Your assignment:
Which lines run from the line containing "Target: mercedes-benz car" through the end of the records below? Reproduce them exactly, and nothing else.

Dataset entries
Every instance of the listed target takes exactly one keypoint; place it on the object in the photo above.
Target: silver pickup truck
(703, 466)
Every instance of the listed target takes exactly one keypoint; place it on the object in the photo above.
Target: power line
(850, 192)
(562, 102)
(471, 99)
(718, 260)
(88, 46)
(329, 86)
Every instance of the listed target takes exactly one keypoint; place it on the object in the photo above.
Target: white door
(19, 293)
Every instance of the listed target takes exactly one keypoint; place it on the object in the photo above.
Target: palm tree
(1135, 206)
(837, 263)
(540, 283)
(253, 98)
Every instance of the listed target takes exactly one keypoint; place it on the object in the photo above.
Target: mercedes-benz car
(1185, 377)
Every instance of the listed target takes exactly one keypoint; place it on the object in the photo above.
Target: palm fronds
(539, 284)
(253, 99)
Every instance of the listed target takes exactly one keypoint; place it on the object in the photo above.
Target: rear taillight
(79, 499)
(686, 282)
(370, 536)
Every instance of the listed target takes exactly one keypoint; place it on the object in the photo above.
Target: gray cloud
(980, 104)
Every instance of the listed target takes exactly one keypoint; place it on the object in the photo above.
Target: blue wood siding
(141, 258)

Solution for this task:
Target: mercedes-benz car
(1185, 377)
Every instance of the listed target takes exactly one keypoint; place it on the object in the photo above.
Target: palm fronds
(539, 284)
(253, 99)
Every instance of the listed target takes exactly one keypoint; place it on the object in the photo above.
Target: rear taillight
(79, 499)
(686, 282)
(370, 536)
Every instance of the listed target takes exactly one keypoint; place it on the object in the photo above.
Target: gray cloud
(980, 104)
Every instance of the listed target takes exactly one keypoint; place it on the object in the photo above.
Target: blue wood siding
(141, 258)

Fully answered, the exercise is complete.